Exact repetition of every entry is required.
======== Records to process
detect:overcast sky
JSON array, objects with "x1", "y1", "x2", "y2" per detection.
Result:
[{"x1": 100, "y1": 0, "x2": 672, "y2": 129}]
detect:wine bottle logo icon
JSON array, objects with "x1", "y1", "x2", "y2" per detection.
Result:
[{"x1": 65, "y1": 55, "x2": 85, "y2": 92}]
================
### Completed exercise
detect:overcast sky
JSON array, objects with "x1", "y1", "x2", "y2" per detection.
Result:
[{"x1": 100, "y1": 0, "x2": 672, "y2": 129}]
detect:wine bottle logo icon
JSON array, objects with "x1", "y1", "x2", "y2" per detection.
Result:
[{"x1": 65, "y1": 55, "x2": 85, "y2": 92}]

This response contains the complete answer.